▸ **TEXTO FORNECIDO**
####################

Investidor comum passa por maior crise de confiança

VICTOR BOLAND
DO "FINANCIAL TIMES"

Trata-se da primeira baixa de mercado na história do clube de investimento Girls With Cash, em Nova York e elas estão se mantendo firmes. A queda nos preços das ações, nos Estados Unidos e em todo o mundo, vem sendo bastante educativa, diz Barbara Eng, uma das fundadoras do clube. As 14 integrantes do grupo -mulheres profissionais liberais na faixa dos 30 aos 50 anos- ganharam muita perspectiva com a experiência.
Eng diz que o clube passou por "discussões bastante acaloradas" sobre uma possível retirada dos US$ 20 mil que tinha investidos no mercado. Mas elas decidiram esperar para ver. "Não se pode tomar decisões emocionais. A hora é péssima para isso. É preciso depender das reservas acumuladas e fazer o que parece certo", acrescenta.
Não são os únicos norte-americanos preocupados com o dinheiro deles no momento. De acordo com o Federal Reserve (Fed, o banco central norte-americano) e com a Bolsa de Valores de Nova York, 84 milhões de norte-americanos investem nos mercados de ações, quer diretamente quer por meio de fundos mútuos ou de suas contas de aposentadoria especiais. Cerca de 60% dos domicílios do país investem em ações. Eles viram nos últimos dois anos a queda mais profunda e sustentada de preços de ações em pelo menos duas gerações.
Alguns desses investidores comuns estão sendo forçados a revisar seus planos de aposentadoria e uns poucos perderam tudo. Sentem-se ofendidos com a corrupção e a ganância em empresas como a Enron, a WorldCom e a Global Crossing e gostariam que algumas pessoas envolvidas terminassem na cadeia.

####################

▸ **REGISTROS FORNECIDOS**
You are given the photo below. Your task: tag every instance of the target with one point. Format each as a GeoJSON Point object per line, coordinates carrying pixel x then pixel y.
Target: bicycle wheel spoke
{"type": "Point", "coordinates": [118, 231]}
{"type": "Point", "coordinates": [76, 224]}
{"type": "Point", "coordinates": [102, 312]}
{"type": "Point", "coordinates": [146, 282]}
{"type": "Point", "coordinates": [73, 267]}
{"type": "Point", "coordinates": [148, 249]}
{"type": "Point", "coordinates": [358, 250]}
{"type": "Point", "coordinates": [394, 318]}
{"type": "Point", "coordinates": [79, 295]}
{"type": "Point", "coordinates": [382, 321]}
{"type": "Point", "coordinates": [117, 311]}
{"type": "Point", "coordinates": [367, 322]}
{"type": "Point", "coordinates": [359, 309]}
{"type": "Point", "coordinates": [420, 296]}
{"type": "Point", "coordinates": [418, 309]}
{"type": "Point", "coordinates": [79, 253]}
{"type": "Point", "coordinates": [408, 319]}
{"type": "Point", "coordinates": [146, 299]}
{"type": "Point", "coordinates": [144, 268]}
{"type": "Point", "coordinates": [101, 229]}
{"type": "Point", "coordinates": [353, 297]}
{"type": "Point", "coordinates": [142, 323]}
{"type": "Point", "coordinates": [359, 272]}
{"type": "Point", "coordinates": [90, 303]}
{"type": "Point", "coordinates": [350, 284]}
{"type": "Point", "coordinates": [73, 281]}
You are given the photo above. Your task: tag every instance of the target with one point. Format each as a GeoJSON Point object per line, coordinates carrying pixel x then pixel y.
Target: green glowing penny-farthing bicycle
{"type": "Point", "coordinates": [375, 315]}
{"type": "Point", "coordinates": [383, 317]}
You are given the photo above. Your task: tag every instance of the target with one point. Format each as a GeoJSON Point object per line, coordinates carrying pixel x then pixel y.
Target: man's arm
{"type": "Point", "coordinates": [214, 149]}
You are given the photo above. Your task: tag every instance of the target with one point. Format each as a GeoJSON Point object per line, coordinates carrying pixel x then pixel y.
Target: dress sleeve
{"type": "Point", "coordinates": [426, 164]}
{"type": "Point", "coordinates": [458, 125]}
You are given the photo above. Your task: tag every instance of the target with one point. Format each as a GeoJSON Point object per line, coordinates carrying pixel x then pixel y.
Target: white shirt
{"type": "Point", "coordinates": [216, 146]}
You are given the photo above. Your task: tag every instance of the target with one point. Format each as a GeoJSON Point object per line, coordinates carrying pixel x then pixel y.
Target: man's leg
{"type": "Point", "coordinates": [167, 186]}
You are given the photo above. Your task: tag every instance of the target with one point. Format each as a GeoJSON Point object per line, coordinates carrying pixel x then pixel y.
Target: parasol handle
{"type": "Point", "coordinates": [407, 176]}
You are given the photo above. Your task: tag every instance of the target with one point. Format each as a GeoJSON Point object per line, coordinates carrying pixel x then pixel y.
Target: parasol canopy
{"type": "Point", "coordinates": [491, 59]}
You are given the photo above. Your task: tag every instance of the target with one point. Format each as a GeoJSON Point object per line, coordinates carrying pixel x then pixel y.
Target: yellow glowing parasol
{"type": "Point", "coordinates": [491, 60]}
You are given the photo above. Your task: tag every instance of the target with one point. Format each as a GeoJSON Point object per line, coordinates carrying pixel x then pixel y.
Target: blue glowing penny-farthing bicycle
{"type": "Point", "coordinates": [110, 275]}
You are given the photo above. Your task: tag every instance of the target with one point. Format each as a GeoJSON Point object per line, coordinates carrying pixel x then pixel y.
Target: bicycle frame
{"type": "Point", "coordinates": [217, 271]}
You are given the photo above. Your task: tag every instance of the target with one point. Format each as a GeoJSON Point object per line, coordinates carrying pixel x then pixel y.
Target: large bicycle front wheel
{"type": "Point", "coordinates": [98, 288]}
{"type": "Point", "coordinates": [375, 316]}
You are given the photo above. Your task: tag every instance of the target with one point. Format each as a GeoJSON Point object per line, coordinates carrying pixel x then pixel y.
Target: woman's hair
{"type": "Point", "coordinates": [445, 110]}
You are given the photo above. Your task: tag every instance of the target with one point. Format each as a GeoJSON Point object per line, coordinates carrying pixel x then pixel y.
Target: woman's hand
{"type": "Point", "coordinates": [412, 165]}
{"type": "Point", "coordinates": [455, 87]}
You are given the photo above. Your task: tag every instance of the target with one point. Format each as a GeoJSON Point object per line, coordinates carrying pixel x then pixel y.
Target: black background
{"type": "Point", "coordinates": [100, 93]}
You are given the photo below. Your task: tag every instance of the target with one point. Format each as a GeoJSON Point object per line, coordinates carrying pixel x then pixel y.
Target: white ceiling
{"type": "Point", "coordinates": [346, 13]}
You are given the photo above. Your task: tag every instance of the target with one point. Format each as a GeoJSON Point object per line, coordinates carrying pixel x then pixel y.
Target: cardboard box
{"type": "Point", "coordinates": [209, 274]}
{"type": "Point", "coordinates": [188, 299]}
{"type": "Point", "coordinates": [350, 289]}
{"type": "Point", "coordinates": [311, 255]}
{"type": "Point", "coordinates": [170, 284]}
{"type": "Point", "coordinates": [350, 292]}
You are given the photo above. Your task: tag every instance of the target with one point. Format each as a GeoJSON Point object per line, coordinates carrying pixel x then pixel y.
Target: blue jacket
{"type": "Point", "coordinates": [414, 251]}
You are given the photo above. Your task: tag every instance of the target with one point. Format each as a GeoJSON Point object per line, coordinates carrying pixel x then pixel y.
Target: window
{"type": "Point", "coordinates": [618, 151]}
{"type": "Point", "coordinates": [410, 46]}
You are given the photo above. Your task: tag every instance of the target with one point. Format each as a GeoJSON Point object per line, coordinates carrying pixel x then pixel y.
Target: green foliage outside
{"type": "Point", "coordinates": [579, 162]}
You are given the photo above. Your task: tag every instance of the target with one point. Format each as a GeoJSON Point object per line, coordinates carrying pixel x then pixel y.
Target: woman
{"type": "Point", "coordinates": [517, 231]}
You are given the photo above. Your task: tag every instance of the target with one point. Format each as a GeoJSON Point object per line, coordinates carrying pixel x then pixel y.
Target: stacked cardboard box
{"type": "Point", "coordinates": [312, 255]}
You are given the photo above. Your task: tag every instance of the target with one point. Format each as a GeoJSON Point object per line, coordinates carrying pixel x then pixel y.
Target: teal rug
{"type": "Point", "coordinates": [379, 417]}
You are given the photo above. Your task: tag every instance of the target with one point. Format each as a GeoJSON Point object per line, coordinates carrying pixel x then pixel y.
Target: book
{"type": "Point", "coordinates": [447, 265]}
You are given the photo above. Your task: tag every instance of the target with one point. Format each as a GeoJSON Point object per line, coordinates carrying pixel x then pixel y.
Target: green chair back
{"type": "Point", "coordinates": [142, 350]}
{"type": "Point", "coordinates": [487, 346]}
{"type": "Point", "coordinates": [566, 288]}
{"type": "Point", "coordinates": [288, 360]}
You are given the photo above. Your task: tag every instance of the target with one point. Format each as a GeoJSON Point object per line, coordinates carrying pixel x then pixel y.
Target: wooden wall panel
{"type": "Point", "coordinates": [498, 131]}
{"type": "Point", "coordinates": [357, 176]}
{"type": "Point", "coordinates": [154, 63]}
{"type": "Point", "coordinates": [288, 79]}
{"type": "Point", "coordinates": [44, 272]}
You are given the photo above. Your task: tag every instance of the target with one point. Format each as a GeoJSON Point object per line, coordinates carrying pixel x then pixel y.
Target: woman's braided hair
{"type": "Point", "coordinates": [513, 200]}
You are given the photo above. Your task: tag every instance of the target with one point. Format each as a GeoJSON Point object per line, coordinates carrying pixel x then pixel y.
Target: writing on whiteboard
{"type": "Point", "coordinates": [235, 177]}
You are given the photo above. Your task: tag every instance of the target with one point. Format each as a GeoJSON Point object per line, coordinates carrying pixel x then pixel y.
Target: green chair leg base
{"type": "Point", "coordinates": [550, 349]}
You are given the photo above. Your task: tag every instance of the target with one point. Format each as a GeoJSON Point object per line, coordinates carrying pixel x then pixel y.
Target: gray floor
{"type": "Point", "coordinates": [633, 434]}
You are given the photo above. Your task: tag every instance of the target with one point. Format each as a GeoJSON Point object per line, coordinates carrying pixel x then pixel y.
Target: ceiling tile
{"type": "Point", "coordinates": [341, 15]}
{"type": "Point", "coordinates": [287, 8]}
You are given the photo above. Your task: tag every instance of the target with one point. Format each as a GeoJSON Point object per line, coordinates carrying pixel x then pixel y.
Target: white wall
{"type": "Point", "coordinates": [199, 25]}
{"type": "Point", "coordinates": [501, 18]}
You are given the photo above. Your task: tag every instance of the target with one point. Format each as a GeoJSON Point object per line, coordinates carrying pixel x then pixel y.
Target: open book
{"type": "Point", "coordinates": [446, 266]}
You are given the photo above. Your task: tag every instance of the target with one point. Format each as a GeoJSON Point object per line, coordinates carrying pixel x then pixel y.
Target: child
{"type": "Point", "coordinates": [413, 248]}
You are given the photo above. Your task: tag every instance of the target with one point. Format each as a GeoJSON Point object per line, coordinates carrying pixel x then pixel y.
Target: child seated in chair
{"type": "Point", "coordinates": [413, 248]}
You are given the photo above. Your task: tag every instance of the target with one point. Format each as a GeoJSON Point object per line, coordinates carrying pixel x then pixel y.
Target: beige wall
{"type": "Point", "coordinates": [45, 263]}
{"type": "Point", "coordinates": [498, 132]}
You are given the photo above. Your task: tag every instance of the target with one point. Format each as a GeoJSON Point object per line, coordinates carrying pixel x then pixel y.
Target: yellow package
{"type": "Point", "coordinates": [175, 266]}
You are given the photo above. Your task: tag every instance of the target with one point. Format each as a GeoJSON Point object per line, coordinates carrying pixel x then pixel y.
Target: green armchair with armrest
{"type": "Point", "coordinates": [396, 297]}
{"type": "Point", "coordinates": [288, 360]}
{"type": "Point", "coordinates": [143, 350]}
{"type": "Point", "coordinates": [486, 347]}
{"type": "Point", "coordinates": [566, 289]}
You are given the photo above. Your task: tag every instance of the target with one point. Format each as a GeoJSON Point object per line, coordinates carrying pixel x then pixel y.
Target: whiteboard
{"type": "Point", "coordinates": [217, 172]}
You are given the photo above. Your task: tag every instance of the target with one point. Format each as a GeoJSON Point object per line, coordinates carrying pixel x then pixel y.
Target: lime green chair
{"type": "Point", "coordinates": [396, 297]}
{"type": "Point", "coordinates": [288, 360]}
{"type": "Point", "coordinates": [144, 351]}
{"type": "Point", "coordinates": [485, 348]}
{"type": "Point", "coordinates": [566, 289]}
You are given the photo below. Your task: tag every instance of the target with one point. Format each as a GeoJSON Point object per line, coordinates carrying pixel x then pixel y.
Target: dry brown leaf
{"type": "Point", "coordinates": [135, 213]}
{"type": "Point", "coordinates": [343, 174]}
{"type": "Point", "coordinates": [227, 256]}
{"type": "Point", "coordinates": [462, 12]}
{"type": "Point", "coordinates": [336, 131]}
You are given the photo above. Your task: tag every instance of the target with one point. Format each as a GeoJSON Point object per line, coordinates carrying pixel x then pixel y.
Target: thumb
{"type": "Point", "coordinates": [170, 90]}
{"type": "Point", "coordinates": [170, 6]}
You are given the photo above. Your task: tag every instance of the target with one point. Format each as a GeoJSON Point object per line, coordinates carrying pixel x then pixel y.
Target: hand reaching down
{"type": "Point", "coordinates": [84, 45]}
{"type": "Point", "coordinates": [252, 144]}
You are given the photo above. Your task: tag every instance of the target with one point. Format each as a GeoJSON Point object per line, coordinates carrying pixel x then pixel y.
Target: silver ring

####################

▸ **REQUISITOS**
- a) Segundo o texto sobre a crise de confiança do investidor comum, quantos norte-americanos investem nos mercados de ações?
- b) Reproduza fielmente o trecho do texto sobre a crise de confiança do investidor comum que começa nas palavras "Trata-se da primeira" e termina depois de "com a experiência.".
- c) Retome, por favor, o texto sobre a crise de confiança do investidor comum a partir do ponto em que ele para.

▸ **RESULTADOS DO EXERCÍCIO**
- a) 84 milhões de norte-americanos.

- b)
Trata-se da primeira baixa de mercado na história do clube de investimento Girls With Cash, em Nova York e elas estão se mantendo firmes. A queda nos preços das ações, nos Estados Unidos e em todo o mundo, vem sendo bastante educativa, diz Barbara Eng, uma das fundadoras do clube. As 14 integrantes do grupo -mulheres profissionais liberais na faixa dos 30 aos 50 anos- ganharam muita perspectiva com a experiência.

- c)
Mas alguns observadores atentos do comportamento desses investidores comuns dizem que pode haver um impacto mais duradouro do colapso dos mercados. Eles dizem que a mistura de escândalos, imensas quedas de preços e perda considerável de patrimônio fará com que a relação entre pessoas comuns, grandes investidores e mercado financeiro, que começou na era das ferrovias e atingiu seu pico na internet, sofra uma mudança não vista desde o crash da Bolsa em 1929.
"O mercado em baixa é um momento de definição para a presente geração de investidores", diz Anne Jacobi, corretora de valores com a AG Edwards, de St. Louis, que atende a mais de 800 clientes por dia. "Tenho alguns clientes -pouquíssimos- que ainda se lembram de 1929. É uma memória muito presente para eles e influencia tudo o que fizeram em suas vidas. A geração atual foi mimada pelas Bolsas em alta. Muitos deles estão aprendendo a voltar ao básico."
Richard Geist, presidente do Instituto de Psicologia e Investimento, acredita que a relação pode ser afetada em um nível mais profundo. "Muita gente neste país usa o mercado de ações para validar a auto-estima", diz. "Quando compram ações, e o mercado valida sua decisão por subir, isso faz com que se sintam bem. Quando o mercado cai, as pessoas se sentem derrotadas e sua auto-estima sai machucada. Estamos presenciando uma série de exemplos disso agora. A motivação do investimento é na verdade a esperança [de um retorno". Os investidores individuais perderam muita esperança e não têm idéia do que seria preciso para restaurar sua confiança no mercado."
O dr. Geist, que trabalha na próspera cidade de Newton, Massachusetts, diz que muito mais pessoas o procuram agora querendo consolo quanto aos seus investimentos do que costumava acontecer no passado recente. Isso é particularmente pertinente quanto aos aposentados ou pessoas próximas da ou planejando a aposentadoria, cujas economias foram seriamente afetadas pela queda nos mercados.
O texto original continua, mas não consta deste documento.